**Given instruction**
Copy the lines below word for word, from the one containing "Could you identify the sandy" through the last line.

****************

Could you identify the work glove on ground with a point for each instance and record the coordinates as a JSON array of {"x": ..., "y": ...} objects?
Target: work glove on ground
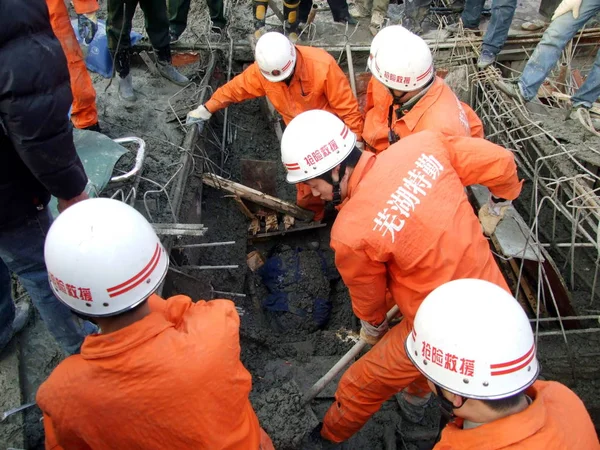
[
  {"x": 371, "y": 333},
  {"x": 88, "y": 26},
  {"x": 566, "y": 6},
  {"x": 198, "y": 116},
  {"x": 492, "y": 213}
]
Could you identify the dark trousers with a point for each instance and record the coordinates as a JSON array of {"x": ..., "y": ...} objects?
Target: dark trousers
[
  {"x": 120, "y": 16},
  {"x": 339, "y": 9},
  {"x": 179, "y": 9}
]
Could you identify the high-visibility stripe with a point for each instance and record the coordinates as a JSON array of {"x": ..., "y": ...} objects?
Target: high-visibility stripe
[
  {"x": 513, "y": 366},
  {"x": 138, "y": 278},
  {"x": 427, "y": 72}
]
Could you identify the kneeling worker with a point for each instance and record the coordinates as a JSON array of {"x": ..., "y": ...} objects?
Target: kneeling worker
[
  {"x": 473, "y": 342},
  {"x": 295, "y": 79},
  {"x": 405, "y": 226},
  {"x": 404, "y": 95},
  {"x": 162, "y": 373}
]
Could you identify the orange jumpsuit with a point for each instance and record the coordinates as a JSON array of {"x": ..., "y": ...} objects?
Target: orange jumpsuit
[
  {"x": 171, "y": 380},
  {"x": 556, "y": 419},
  {"x": 317, "y": 83},
  {"x": 407, "y": 226},
  {"x": 84, "y": 112},
  {"x": 438, "y": 110}
]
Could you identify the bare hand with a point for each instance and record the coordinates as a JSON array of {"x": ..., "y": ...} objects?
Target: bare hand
[{"x": 64, "y": 204}]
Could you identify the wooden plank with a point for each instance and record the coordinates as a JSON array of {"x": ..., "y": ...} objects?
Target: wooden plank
[
  {"x": 512, "y": 231},
  {"x": 255, "y": 196}
]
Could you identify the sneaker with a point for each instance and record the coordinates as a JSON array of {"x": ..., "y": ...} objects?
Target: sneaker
[
  {"x": 413, "y": 412},
  {"x": 486, "y": 59},
  {"x": 510, "y": 89},
  {"x": 126, "y": 91},
  {"x": 348, "y": 19},
  {"x": 173, "y": 37},
  {"x": 168, "y": 71}
]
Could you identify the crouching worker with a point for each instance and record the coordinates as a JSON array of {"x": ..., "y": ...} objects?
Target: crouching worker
[
  {"x": 473, "y": 342},
  {"x": 405, "y": 227},
  {"x": 161, "y": 373}
]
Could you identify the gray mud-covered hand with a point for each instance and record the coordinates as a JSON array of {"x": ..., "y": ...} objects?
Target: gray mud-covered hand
[
  {"x": 198, "y": 116},
  {"x": 87, "y": 25}
]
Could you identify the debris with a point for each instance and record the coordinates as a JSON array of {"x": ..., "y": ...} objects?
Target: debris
[
  {"x": 255, "y": 196},
  {"x": 242, "y": 206},
  {"x": 288, "y": 222},
  {"x": 255, "y": 260},
  {"x": 271, "y": 223},
  {"x": 185, "y": 58},
  {"x": 343, "y": 362}
]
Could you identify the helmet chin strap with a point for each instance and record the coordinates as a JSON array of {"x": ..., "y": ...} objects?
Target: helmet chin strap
[
  {"x": 337, "y": 189},
  {"x": 446, "y": 406}
]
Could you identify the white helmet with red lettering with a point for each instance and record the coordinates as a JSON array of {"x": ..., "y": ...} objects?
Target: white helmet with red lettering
[
  {"x": 393, "y": 33},
  {"x": 275, "y": 55},
  {"x": 313, "y": 143},
  {"x": 103, "y": 257},
  {"x": 404, "y": 65},
  {"x": 472, "y": 338}
]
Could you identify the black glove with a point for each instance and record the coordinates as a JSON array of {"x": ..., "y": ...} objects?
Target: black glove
[{"x": 88, "y": 26}]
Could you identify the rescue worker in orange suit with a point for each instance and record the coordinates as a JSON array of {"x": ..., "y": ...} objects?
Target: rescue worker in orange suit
[
  {"x": 405, "y": 226},
  {"x": 474, "y": 339},
  {"x": 404, "y": 96},
  {"x": 295, "y": 79},
  {"x": 84, "y": 114},
  {"x": 161, "y": 373}
]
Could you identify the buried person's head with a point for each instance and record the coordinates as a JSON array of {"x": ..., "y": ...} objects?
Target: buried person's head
[
  {"x": 104, "y": 260},
  {"x": 473, "y": 342},
  {"x": 317, "y": 148}
]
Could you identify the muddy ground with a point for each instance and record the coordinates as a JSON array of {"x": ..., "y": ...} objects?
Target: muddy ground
[{"x": 285, "y": 358}]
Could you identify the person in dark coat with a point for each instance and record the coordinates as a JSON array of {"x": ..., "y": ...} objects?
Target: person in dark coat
[{"x": 37, "y": 160}]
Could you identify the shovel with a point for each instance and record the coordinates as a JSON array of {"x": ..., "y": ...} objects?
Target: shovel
[{"x": 343, "y": 362}]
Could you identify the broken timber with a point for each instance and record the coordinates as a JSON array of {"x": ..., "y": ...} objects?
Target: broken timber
[{"x": 257, "y": 197}]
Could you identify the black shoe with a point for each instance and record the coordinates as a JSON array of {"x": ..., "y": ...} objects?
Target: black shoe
[
  {"x": 173, "y": 37},
  {"x": 95, "y": 127},
  {"x": 348, "y": 19}
]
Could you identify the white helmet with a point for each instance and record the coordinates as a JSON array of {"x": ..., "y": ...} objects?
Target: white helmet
[
  {"x": 103, "y": 257},
  {"x": 313, "y": 143},
  {"x": 275, "y": 55},
  {"x": 473, "y": 339},
  {"x": 392, "y": 33},
  {"x": 404, "y": 65}
]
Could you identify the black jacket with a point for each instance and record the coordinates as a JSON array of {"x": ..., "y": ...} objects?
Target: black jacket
[{"x": 37, "y": 155}]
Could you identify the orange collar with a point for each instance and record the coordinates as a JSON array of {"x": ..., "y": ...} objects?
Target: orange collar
[
  {"x": 365, "y": 163},
  {"x": 501, "y": 433},
  {"x": 413, "y": 116}
]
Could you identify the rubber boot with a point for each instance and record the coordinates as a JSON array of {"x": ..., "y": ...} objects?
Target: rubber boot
[
  {"x": 22, "y": 311},
  {"x": 167, "y": 70},
  {"x": 122, "y": 67}
]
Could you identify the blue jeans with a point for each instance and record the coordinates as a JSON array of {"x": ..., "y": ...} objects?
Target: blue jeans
[
  {"x": 497, "y": 30},
  {"x": 22, "y": 252},
  {"x": 548, "y": 51}
]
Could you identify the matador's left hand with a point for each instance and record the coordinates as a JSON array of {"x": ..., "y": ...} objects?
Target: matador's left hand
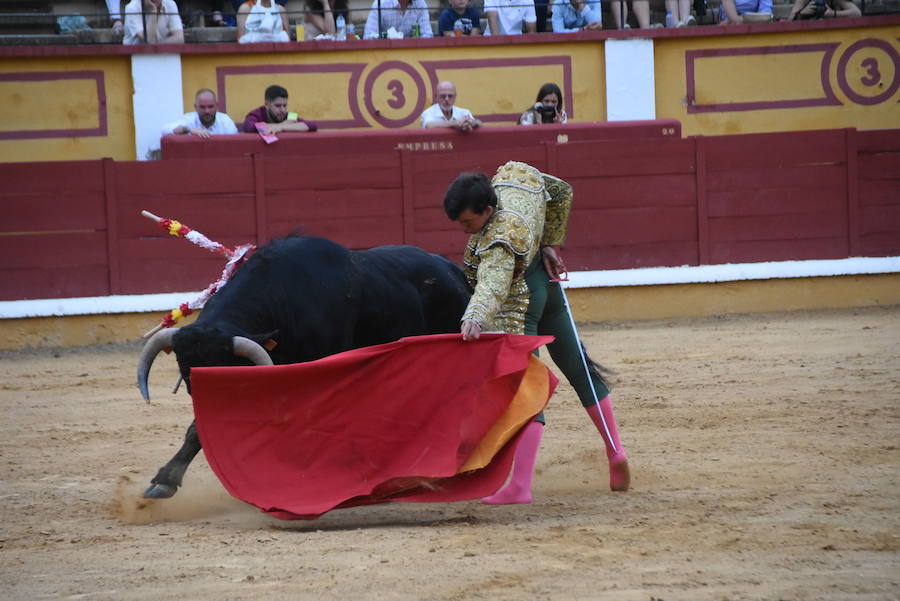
[{"x": 553, "y": 263}]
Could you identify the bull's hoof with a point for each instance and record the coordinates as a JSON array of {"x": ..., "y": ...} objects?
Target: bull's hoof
[{"x": 160, "y": 491}]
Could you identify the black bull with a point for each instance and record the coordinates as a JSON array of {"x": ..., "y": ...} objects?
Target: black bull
[{"x": 313, "y": 298}]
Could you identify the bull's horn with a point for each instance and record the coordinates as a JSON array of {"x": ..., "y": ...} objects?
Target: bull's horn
[
  {"x": 159, "y": 341},
  {"x": 246, "y": 348}
]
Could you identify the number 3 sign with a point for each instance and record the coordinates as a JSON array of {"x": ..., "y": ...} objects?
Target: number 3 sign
[
  {"x": 869, "y": 71},
  {"x": 394, "y": 94}
]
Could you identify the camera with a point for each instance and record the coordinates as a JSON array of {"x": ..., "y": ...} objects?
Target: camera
[{"x": 548, "y": 113}]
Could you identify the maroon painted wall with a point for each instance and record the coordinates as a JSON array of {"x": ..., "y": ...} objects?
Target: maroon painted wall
[{"x": 642, "y": 199}]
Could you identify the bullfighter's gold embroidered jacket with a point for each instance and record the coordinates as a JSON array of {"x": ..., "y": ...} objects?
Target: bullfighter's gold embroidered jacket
[{"x": 532, "y": 211}]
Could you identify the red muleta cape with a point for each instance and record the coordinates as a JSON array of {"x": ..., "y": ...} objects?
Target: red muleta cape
[{"x": 423, "y": 419}]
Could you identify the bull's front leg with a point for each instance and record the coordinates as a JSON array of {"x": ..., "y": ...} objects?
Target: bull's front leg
[{"x": 166, "y": 482}]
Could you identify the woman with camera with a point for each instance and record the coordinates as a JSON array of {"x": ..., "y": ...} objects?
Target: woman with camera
[{"x": 548, "y": 107}]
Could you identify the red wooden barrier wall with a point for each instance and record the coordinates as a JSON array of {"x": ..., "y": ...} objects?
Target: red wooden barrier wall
[{"x": 74, "y": 228}]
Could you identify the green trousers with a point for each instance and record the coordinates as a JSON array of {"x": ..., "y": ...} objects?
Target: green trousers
[{"x": 547, "y": 315}]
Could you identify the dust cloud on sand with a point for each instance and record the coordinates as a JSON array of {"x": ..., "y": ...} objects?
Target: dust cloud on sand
[{"x": 765, "y": 456}]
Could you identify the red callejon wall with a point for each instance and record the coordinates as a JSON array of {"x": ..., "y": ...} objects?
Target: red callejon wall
[{"x": 643, "y": 197}]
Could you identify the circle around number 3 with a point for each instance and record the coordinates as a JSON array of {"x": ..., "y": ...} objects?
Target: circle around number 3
[
  {"x": 873, "y": 74},
  {"x": 399, "y": 95}
]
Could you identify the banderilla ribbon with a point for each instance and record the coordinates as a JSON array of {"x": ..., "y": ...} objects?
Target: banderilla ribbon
[{"x": 235, "y": 257}]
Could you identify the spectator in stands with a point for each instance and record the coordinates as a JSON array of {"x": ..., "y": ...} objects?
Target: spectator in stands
[
  {"x": 115, "y": 15},
  {"x": 237, "y": 3},
  {"x": 274, "y": 112},
  {"x": 548, "y": 107},
  {"x": 320, "y": 17},
  {"x": 681, "y": 12},
  {"x": 459, "y": 19},
  {"x": 576, "y": 15},
  {"x": 507, "y": 17},
  {"x": 735, "y": 12},
  {"x": 823, "y": 9},
  {"x": 205, "y": 121},
  {"x": 641, "y": 9},
  {"x": 162, "y": 21},
  {"x": 443, "y": 113},
  {"x": 262, "y": 21},
  {"x": 402, "y": 15}
]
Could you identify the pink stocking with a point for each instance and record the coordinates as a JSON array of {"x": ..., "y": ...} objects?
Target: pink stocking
[
  {"x": 518, "y": 490},
  {"x": 619, "y": 475}
]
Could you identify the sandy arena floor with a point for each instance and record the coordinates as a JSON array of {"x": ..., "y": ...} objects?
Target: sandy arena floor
[{"x": 765, "y": 454}]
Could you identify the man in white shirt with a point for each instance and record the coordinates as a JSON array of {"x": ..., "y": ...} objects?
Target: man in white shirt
[
  {"x": 444, "y": 114},
  {"x": 206, "y": 121},
  {"x": 162, "y": 20},
  {"x": 505, "y": 17},
  {"x": 402, "y": 15}
]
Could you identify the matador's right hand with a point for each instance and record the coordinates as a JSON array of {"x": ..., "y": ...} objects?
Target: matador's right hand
[{"x": 470, "y": 330}]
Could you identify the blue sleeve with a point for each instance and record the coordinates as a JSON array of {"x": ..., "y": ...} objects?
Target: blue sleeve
[
  {"x": 424, "y": 20},
  {"x": 592, "y": 12},
  {"x": 475, "y": 16},
  {"x": 445, "y": 21},
  {"x": 559, "y": 24}
]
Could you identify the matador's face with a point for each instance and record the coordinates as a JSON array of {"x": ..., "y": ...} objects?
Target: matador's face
[{"x": 473, "y": 222}]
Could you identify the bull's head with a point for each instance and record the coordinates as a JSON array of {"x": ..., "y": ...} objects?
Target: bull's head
[{"x": 197, "y": 346}]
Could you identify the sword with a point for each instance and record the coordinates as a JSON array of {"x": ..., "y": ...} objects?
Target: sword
[{"x": 563, "y": 277}]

****************

**Exercise output**
Could you identify the sandy arena floor with a point for each instance and record the coordinates as a JSON array of {"x": ..., "y": ...} objects?
Target: sandy arena floor
[{"x": 765, "y": 454}]
Could you identify the man in white shirt with a point for each instance and record the coordinates as a JSON array of {"x": ..., "y": ...} objects?
Target: man in white shirt
[
  {"x": 444, "y": 114},
  {"x": 206, "y": 121},
  {"x": 162, "y": 20},
  {"x": 505, "y": 17},
  {"x": 402, "y": 15}
]
Could you identify the matador's right hand with a point for each instance and record the coordinates as a JSON array of {"x": ..., "y": ...} objects?
Target: matador's right hand
[{"x": 470, "y": 330}]
Could you identify the blue sleeve with a point for each instance and record the coordinates as a JSON array of {"x": ..., "y": ...} objects?
Target: blue sleeve
[
  {"x": 424, "y": 20},
  {"x": 592, "y": 12},
  {"x": 475, "y": 16},
  {"x": 445, "y": 21},
  {"x": 559, "y": 24}
]
Could you identify the matador's face with a point for each instance and record the coordinates as a JSON array of {"x": ..., "y": ...} objects?
Target: matador's face
[{"x": 473, "y": 222}]
Could you identify the bull's head with a point for each instance and record the coordinates as a JSON array of {"x": ..., "y": ...} objects?
Target: bull's head
[{"x": 197, "y": 346}]
Could you identify the sword with a point for each instance and record the coordinates as a JSON array of {"x": ..., "y": ...} objects?
Target: sword
[{"x": 563, "y": 277}]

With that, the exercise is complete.